Output the line containing "Practice. Spot the small" and all subsequent lines of the listing below, copied exactly, with no other lines.

>> Begin

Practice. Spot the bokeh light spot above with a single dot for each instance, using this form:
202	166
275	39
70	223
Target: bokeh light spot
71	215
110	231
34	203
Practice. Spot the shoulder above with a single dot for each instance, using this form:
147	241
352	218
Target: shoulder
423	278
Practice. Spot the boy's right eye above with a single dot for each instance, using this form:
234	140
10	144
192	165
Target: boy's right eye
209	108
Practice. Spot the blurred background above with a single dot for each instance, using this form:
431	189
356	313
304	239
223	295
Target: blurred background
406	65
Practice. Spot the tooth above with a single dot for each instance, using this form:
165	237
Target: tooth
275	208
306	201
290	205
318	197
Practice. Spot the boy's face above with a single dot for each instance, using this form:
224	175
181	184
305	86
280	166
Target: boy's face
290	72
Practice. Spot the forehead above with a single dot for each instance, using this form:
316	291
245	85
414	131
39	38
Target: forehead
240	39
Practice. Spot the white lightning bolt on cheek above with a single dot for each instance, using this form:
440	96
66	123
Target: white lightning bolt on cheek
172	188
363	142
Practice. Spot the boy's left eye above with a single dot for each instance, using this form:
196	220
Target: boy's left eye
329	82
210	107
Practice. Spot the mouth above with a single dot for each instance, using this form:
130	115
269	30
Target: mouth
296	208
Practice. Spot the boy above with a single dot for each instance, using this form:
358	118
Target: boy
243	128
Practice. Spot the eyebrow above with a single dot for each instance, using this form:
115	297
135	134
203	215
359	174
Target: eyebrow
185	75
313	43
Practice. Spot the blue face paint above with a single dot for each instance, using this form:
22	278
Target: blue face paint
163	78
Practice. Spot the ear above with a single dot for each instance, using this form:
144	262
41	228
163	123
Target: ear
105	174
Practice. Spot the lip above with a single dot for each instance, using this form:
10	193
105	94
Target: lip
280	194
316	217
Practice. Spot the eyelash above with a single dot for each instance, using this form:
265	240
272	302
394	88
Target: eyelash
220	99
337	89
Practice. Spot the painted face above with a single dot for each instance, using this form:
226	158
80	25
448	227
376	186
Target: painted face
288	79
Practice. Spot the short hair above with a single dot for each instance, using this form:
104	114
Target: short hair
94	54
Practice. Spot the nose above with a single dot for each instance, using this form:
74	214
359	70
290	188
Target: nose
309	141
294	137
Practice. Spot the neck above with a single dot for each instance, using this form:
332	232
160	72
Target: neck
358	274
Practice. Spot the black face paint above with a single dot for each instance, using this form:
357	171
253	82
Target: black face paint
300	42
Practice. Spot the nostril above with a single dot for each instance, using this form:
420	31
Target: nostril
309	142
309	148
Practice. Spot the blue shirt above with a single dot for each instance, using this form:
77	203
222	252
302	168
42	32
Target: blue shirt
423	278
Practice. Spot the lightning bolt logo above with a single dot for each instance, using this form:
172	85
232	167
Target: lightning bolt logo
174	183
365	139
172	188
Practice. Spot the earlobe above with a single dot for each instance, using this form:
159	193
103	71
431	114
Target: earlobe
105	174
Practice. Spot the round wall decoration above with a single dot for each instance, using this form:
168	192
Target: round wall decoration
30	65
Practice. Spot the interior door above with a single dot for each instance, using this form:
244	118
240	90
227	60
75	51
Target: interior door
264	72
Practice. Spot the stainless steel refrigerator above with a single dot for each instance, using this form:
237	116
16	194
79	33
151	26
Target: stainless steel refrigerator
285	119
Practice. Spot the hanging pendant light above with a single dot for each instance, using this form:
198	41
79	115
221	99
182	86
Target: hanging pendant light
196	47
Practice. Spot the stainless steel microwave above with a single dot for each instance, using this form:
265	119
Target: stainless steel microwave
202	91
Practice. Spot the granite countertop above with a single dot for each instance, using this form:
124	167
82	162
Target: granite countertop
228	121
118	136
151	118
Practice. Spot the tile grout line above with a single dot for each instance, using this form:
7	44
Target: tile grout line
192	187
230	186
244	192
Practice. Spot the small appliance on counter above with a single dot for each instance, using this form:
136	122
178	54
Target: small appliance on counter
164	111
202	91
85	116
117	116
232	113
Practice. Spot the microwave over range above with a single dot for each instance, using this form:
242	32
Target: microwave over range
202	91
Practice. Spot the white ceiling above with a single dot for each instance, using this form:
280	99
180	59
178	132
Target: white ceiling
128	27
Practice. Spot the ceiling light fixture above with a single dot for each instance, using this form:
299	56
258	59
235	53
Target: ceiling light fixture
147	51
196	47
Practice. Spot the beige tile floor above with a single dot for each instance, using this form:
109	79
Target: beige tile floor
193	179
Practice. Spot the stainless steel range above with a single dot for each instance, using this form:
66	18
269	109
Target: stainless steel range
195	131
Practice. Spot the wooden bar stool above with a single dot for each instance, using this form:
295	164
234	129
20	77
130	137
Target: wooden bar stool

>> End

**WRITTEN SOLUTION:**
Practice. Spot the small appliance on counter above with a single dot for each instance, using this form:
136	122
178	54
Target: small appliance on counter
164	111
202	91
85	116
117	116
232	113
Practice. Spot the microwave over range above with a single dot for each instance, using this form:
242	32
Target: microwave over range
202	91
Practice. Spot the white ceiling above with a single dot for each instance, using this form:
280	99
180	59
178	132
Target: white ceiling
128	27
Practice. Spot the ceiling light fixture above with a single dot for each instance, using this form:
299	56
258	59
235	53
Target: ceiling light fixture
147	51
196	47
Practice. Spot the beige tile floor above with a single dot for each instance, using this form:
109	79
Target: beige tile floor
193	179
Practice. Spot the stainless steel range above with a single dot for each instance, using this form:
66	18
269	109
Target: stainless steel range
195	131
Practice. Spot the wooden bar stool above with a single dot for each instance, using this form:
295	164
234	129
20	77
130	137
Target: wooden bar stool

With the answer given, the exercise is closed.